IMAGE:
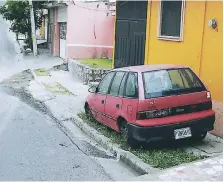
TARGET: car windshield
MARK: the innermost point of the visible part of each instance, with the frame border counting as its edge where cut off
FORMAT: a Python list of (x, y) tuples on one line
[(171, 82)]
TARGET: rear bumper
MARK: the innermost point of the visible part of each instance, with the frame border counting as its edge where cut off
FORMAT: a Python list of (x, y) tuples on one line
[(161, 132)]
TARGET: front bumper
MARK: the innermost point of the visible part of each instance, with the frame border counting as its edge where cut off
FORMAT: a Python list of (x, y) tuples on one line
[(161, 132)]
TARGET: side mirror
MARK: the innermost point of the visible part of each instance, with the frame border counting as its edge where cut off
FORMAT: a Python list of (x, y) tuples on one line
[(92, 89)]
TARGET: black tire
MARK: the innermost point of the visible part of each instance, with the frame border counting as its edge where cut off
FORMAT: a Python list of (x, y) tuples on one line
[(88, 112), (201, 136), (125, 133)]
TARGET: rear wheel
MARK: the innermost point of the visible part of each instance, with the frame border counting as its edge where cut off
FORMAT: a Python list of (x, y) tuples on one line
[(88, 112), (201, 136), (127, 136)]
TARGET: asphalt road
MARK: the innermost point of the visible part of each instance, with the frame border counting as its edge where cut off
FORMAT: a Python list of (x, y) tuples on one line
[(32, 147)]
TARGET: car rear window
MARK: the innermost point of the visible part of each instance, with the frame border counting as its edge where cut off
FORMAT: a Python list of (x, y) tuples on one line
[(171, 82)]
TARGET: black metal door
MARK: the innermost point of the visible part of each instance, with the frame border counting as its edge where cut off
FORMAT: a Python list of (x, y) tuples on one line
[(130, 33)]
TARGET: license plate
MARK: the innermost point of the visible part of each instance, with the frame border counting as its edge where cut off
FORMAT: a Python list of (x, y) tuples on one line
[(182, 133)]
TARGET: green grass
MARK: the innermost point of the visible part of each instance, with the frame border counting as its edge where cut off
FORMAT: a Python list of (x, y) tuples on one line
[(97, 63), (57, 89), (41, 72), (158, 157)]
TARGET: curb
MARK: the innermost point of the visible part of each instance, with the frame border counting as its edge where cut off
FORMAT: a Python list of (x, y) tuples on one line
[(127, 157), (38, 82)]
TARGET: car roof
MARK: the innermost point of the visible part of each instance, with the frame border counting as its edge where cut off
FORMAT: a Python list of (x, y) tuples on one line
[(152, 67)]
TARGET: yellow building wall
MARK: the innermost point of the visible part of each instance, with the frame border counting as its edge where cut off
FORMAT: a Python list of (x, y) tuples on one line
[(211, 69), (201, 48), (187, 52), (212, 50)]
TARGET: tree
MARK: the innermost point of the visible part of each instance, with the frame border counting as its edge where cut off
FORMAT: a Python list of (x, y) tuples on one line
[(18, 12)]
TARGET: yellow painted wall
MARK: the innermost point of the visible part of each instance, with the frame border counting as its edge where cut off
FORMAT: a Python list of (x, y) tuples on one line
[(42, 28), (187, 52), (201, 48), (212, 51)]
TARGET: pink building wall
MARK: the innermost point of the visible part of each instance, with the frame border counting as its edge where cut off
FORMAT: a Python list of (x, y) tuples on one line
[(56, 40), (90, 31)]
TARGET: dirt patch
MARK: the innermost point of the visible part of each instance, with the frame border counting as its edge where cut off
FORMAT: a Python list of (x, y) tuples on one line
[(41, 72), (57, 88)]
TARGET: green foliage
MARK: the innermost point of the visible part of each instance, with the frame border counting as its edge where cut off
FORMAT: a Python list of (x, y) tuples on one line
[(157, 157), (18, 13)]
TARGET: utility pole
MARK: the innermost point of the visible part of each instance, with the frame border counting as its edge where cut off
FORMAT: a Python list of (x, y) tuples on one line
[(33, 28)]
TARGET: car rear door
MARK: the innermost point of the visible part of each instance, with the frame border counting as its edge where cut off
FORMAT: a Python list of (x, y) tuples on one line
[(99, 100), (114, 100), (131, 97), (176, 93)]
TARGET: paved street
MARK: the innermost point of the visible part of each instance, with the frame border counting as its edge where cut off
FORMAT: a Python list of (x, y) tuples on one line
[(33, 145), (33, 148)]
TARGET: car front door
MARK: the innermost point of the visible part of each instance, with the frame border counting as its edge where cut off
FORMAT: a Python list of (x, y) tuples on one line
[(113, 104), (99, 100), (131, 99)]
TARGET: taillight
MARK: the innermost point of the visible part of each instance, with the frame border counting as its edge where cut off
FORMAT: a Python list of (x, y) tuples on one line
[(153, 114), (208, 95)]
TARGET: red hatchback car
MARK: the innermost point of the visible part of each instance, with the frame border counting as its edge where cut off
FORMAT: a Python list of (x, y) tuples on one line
[(148, 103)]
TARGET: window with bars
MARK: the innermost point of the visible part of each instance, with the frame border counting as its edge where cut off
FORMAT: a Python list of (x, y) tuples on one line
[(171, 19)]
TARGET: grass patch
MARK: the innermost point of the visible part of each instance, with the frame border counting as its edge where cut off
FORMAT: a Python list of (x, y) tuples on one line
[(57, 88), (97, 63), (157, 157), (41, 72)]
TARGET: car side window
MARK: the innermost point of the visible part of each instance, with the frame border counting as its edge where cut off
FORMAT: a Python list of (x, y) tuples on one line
[(121, 90), (116, 83), (132, 86), (105, 83)]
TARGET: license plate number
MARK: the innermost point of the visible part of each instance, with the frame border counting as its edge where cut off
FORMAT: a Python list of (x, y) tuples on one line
[(182, 133)]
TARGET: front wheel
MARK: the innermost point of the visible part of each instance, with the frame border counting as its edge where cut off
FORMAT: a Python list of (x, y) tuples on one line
[(127, 135), (88, 112)]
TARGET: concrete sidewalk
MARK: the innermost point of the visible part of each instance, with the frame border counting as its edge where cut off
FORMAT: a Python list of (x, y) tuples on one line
[(206, 170)]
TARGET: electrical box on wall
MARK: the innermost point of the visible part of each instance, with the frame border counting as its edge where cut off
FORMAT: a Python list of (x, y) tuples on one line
[(45, 11), (212, 23)]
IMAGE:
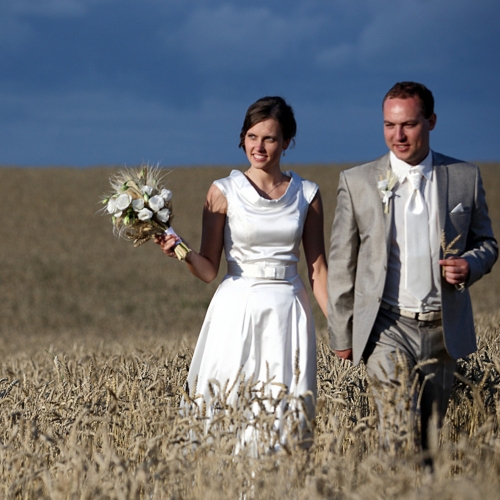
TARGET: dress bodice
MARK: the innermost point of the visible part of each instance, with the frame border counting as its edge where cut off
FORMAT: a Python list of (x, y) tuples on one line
[(261, 230)]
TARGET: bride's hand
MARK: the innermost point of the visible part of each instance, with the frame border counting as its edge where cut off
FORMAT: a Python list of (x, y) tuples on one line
[(167, 243)]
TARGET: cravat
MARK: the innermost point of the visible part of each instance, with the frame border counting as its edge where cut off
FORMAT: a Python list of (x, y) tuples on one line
[(418, 253)]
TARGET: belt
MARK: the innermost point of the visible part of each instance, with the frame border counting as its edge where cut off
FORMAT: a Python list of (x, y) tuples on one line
[(429, 316), (265, 270)]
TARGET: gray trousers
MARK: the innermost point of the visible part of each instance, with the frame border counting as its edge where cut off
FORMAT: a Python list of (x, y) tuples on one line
[(411, 375)]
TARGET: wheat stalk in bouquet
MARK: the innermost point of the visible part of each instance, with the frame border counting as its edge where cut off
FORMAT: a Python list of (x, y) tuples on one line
[(141, 206)]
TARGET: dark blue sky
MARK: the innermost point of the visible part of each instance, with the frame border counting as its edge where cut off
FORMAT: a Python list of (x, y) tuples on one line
[(92, 82)]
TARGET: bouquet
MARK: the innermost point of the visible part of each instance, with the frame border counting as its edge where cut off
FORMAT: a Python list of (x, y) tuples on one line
[(140, 207)]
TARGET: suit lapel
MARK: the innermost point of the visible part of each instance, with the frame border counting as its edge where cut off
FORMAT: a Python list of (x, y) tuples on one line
[(441, 172), (383, 166)]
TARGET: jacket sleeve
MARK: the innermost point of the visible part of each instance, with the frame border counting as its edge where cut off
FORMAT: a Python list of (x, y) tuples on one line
[(481, 247), (344, 245)]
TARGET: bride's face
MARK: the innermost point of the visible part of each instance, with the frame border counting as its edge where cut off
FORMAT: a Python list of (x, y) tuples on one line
[(264, 144)]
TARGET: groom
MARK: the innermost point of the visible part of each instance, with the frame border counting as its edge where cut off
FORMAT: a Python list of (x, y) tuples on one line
[(411, 234)]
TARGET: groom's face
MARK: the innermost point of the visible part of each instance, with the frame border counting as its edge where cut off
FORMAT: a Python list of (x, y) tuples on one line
[(406, 130)]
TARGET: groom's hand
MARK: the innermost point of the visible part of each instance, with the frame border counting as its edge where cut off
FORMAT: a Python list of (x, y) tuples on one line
[(345, 354), (455, 270)]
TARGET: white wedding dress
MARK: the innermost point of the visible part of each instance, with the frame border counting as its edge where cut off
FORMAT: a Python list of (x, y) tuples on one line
[(259, 324)]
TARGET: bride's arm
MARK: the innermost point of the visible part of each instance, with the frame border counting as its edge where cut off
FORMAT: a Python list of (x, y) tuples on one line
[(313, 241), (205, 263)]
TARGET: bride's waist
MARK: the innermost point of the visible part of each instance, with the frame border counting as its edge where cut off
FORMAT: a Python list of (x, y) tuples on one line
[(263, 269)]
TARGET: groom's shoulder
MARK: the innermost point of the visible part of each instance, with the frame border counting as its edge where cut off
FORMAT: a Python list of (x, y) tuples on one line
[(454, 165), (364, 170)]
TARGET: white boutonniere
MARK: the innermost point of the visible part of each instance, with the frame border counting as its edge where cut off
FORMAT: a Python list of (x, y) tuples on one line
[(386, 186)]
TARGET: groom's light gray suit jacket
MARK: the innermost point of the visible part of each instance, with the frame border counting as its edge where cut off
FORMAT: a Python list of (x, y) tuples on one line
[(360, 247)]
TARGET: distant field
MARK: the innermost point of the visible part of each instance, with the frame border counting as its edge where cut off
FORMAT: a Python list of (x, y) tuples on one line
[(97, 337), (64, 273)]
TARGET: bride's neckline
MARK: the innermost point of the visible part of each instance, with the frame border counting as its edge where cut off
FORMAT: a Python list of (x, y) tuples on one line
[(267, 195)]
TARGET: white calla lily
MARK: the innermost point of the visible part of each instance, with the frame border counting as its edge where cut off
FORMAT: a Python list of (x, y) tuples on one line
[(111, 205), (156, 203), (163, 214), (166, 194), (138, 204), (123, 201), (144, 214)]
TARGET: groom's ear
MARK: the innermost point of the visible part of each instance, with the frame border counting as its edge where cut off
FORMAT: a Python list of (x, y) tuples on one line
[(432, 121)]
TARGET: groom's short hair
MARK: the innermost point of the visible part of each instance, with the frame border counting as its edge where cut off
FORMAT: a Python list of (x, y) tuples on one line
[(404, 90)]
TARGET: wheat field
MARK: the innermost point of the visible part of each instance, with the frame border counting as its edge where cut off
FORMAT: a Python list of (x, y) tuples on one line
[(97, 338)]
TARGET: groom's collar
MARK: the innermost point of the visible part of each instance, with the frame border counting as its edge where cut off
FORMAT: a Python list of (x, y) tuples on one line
[(401, 168)]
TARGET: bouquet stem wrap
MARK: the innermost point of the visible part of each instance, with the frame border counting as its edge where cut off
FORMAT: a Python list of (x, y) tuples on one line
[(181, 249)]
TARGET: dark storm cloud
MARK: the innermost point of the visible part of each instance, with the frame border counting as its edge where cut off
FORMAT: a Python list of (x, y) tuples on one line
[(120, 81)]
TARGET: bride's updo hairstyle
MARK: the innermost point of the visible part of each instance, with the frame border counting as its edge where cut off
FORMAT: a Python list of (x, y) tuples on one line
[(270, 107)]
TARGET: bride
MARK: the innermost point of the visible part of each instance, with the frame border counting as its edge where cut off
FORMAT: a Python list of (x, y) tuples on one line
[(259, 325)]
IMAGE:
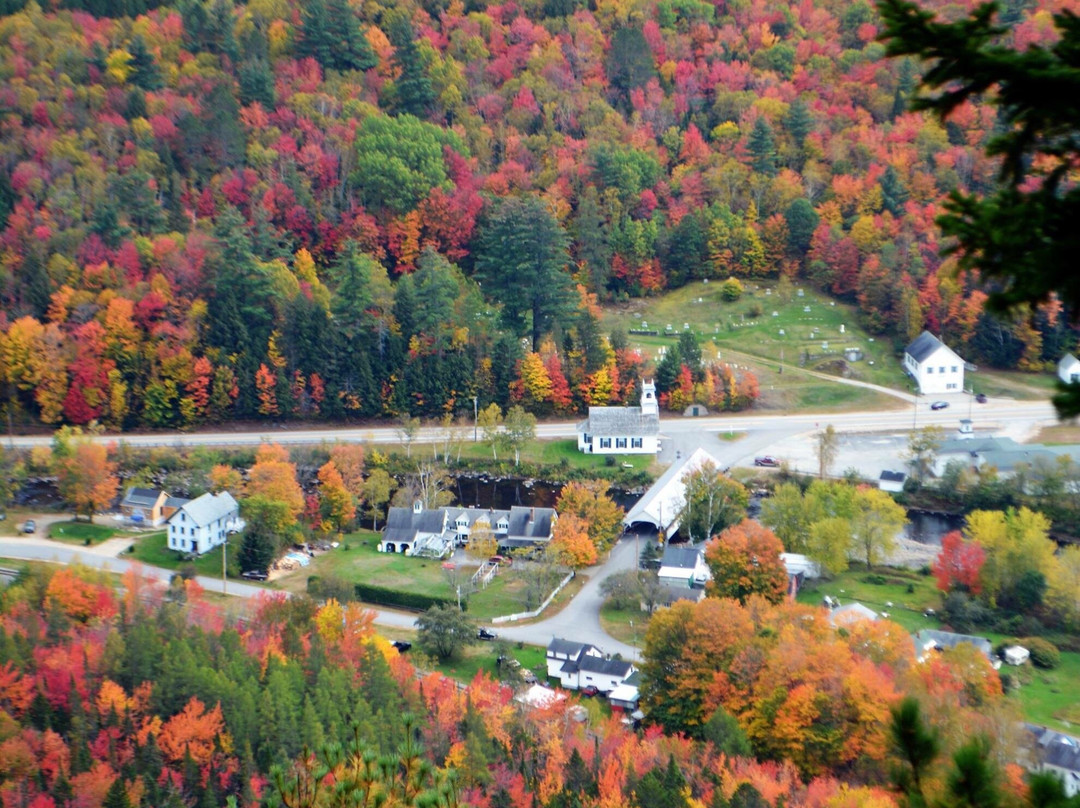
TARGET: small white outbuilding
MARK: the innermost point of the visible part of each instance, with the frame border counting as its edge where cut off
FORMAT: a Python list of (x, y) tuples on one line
[(1016, 655)]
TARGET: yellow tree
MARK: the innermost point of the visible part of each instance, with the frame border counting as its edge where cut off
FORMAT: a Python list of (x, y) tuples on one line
[(336, 501), (589, 501), (571, 544), (85, 476)]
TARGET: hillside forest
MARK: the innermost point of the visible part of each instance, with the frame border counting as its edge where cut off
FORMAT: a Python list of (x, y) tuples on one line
[(328, 210), (154, 696)]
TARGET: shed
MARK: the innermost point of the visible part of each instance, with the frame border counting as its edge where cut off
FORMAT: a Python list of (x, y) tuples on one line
[(1016, 655)]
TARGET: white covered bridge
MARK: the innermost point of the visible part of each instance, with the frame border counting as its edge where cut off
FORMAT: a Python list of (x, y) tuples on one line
[(662, 505)]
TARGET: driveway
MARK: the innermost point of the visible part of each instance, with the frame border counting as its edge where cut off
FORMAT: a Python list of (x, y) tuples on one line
[(580, 619)]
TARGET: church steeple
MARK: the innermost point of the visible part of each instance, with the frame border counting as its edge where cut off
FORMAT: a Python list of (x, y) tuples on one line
[(649, 403)]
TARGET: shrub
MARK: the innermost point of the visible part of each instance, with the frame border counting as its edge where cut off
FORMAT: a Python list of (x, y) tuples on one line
[(1044, 654)]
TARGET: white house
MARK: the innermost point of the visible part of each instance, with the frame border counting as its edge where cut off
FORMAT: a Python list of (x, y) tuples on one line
[(623, 430), (1068, 368), (204, 523), (584, 665), (933, 365), (684, 565)]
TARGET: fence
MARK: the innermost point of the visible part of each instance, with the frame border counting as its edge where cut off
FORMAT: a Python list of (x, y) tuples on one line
[(537, 611)]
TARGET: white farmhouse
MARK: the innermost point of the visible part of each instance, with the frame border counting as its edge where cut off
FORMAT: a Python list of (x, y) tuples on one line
[(623, 430), (934, 366), (1068, 368), (204, 523)]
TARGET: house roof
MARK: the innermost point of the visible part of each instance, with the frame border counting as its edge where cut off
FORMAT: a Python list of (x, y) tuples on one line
[(207, 508), (605, 667), (949, 640), (925, 345), (140, 497), (1063, 755), (620, 422), (567, 647), (680, 556)]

* [EXERCISE BRIEF]
Reproduce the listing from the line containing "TARGET: white boutonniere" through the line containing "[(97, 337), (64, 273)]", inclusive, substituting "far-off" for "distant" and leaving all else unchanged.

* [ANSWER FOR THE TASK]
TARGET: white boutonniere
MARK: the innermost point of the visible part of each instance, with the frame border counting as its edge where cut off
FORMAT: a Python list of (x, y) tuples on one line
[(386, 186)]
TARGET: groom's light gray suit jacket
MARK: the innermost point of the visible part of each instance, with the frame border counting as its edge where cut off
FORMAT: a Python list of (x, y) tuples on one line
[(360, 247)]
TARGET: far-off field
MARK: the innermost point of the visible part of each instance, with the frame border counting as its edge where cut off
FORMAT: a Python list of (x, y) tuples on one line
[(97, 337), (64, 273)]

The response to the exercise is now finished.